» **WRITTEN EXERCISE A**: In the rows, take the part that opens with the line containing "task: trace the outline of every instance of the mirror" and closes with the line containing "[[[18,120],[26,117],[24,87],[5,87],[2,89],[3,119]]]", and swap "outline" for "boundary" throughout it, changing nothing else. Give back only those lines and leave the picture markers out.

» **PROVIDED TEXT**:
1.1 What is LoRaWAN Load Cell Converter

Dragino LCC01-LB is a LoRaWAN Load Cell Converter for IoT solutions. It is used to accurately measure the weight of objects and then upload it to the IoT server through the LoRaWAN wireless protocol.

The LCC01-LB has a standard 4-wire interface which can connect to different type of load cell. It supports different scaling from gram to ton.

With LCC01-LB and a suitable load cell, user can build up a weight measurement loT solution. Applications are suitable for such as: truck scales, railway scales, supermarketscales, bench scales, heavy duty scales or any type of standard scale.

The LoRa wireless technology used in the LCC01-LB allows the device to send data at low data rates and reach extremely long distances. It provides ultra-long-distance spread spectrum communications and high interference immunity while minimizing current consumption.

» **RECORDS FOR THE TASK**:
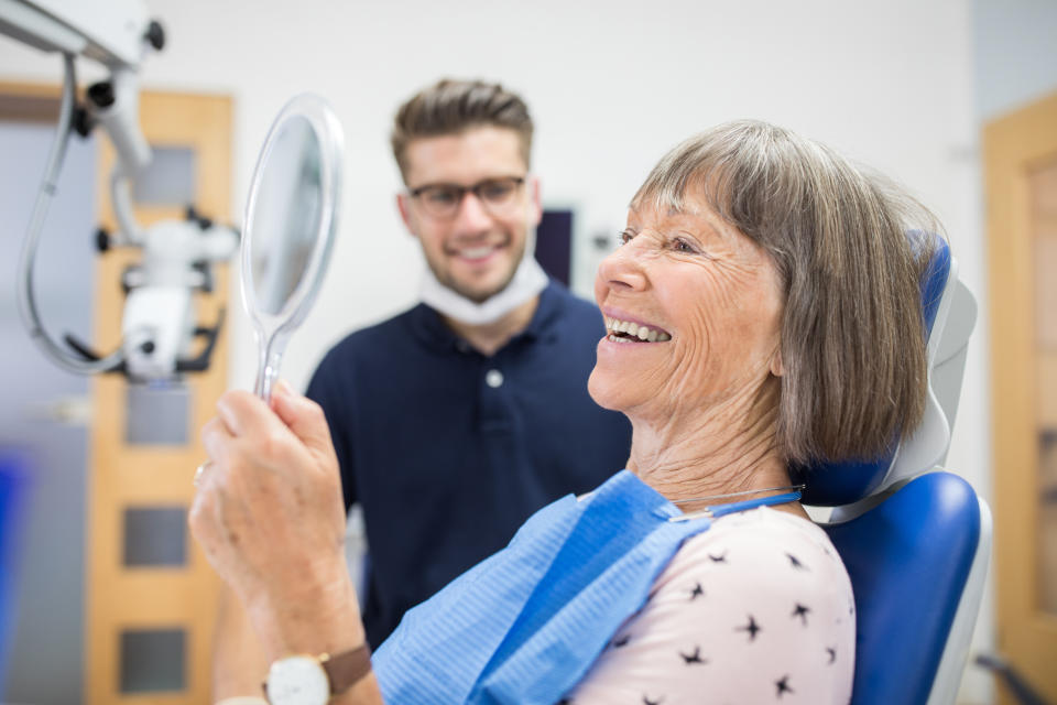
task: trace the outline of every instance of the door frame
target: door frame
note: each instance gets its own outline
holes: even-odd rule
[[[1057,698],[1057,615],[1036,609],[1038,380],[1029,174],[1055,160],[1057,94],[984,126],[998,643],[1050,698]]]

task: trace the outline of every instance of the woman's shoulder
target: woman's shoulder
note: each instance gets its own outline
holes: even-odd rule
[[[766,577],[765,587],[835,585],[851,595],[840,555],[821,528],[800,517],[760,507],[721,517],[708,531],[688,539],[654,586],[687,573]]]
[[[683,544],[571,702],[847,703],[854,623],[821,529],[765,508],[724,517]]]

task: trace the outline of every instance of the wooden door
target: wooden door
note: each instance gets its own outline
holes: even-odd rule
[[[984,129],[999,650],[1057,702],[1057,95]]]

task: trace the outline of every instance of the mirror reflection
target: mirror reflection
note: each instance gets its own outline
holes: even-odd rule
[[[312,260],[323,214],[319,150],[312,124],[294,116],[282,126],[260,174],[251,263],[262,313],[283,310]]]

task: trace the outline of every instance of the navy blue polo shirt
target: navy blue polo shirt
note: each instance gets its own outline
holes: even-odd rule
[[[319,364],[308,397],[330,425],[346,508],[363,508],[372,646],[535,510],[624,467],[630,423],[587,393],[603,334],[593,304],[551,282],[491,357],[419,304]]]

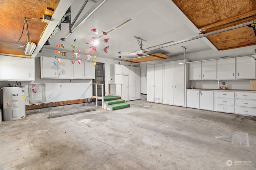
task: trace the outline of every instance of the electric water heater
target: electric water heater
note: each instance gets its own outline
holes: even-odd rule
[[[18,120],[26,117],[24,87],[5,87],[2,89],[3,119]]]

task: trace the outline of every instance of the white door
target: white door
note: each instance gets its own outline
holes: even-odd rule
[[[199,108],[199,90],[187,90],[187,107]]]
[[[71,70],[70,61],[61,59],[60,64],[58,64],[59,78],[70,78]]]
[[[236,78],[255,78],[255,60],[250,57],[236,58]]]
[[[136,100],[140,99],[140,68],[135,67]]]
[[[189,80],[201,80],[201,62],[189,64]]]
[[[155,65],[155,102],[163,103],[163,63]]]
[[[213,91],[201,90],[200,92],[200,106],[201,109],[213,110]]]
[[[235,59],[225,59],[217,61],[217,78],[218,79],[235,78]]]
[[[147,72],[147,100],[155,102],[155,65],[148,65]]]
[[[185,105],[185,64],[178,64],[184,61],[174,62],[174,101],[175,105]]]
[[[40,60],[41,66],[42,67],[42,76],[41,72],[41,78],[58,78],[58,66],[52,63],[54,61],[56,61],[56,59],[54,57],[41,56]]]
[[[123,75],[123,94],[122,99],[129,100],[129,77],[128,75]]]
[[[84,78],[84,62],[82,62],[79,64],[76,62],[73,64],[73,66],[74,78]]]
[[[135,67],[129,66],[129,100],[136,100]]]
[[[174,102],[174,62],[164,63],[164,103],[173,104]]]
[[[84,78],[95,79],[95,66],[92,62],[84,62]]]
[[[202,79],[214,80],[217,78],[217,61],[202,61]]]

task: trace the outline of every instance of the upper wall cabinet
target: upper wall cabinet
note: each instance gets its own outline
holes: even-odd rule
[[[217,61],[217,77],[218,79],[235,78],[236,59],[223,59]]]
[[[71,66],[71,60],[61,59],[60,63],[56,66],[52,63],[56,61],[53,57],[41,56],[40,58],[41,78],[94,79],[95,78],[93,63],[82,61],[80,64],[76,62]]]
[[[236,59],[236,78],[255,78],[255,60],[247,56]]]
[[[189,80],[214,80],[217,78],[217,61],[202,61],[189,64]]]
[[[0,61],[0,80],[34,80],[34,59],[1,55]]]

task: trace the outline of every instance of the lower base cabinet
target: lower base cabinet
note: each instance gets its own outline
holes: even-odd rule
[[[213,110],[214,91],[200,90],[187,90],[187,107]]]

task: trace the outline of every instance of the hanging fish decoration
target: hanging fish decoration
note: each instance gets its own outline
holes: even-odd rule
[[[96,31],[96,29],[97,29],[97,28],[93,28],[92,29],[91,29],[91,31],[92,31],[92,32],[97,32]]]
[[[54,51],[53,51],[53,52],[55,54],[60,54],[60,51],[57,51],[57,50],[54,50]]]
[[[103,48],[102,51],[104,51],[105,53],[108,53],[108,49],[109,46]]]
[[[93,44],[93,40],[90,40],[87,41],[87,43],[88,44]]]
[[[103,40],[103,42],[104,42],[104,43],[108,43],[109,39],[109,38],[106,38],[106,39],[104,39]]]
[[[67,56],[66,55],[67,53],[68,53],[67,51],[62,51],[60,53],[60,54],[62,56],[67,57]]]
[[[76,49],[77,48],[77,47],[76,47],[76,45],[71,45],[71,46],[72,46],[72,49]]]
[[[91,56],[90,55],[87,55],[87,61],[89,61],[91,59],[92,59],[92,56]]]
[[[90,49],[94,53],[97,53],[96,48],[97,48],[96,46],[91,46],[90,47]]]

» **WRITTEN EXERCISE B**: Continue the LCC01-LB description from the point where it stops.

» **WRITTEN ANSWER A**:
task: trace the boundary of every instance of the mirror reflection
target: mirror reflection
note: each instance gets its own boundary
holes: even-odd rule
[[[312,260],[323,214],[319,150],[312,124],[294,116],[282,126],[260,174],[251,263],[262,313],[283,310]]]

task: trace the boundary of every instance of the navy blue polo shirt
target: navy blue polo shirt
note: each instance gets its own boundary
holes: even-odd rule
[[[319,364],[308,397],[330,425],[346,508],[363,508],[372,646],[535,510],[624,467],[630,423],[587,393],[603,334],[593,304],[551,282],[491,357],[419,304]]]

task: trace the boundary of every instance of the electric water heater
target: electric water heater
note: each instance gets its own boundary
holes: even-odd rule
[[[18,120],[26,117],[24,87],[5,87],[2,89],[3,119]]]

» **WRITTEN ANSWER B**:
LCC01-LB supports BLE configure and wireless OTA update which make user easy to use.

LCC01-LB is powered by 8500mAh Li-SOCI2 battery , which can last up to 5 years of long-term use.

Each LCC01-LB is pre-load with a set of unique keys for LoRaWAN registrations, register these keys to LoRaWAN server and it will auto connect after power on.

1.2 ​Features

  • LoRaWAN 1.0.3 Class A
  • Ultra-low power consumption
  • Bands: CN470/EU433/KR920/US915/EU868/AS923/AU915/IN865
  • Standard 4-wire interface to 3rd party load cell
  • Weigh Measurement, scale from 100g to 10T
  • Support Bluetooth v5.1 and LoRaWAN remote configure
  • Support wireless OTA update firmware
  • Uplink on periodically
  • Downlink to change configure
  • 8500mAh Li/SOCl2 Battery

1.3 Specification

Common DC Characteristics:

  • Supply Voltage: Built-in Battery , 2.5v ~ 3.6v
  • Operating Temperature: -40 ~ 85°C

LoRa Spec:

  • Frequency Range,  Band 1 (HF): 862 ~ 1020 Mhz
  • Max +22 dBm constant RF output vs.
  • RX sensitivity: down to -139 dBm.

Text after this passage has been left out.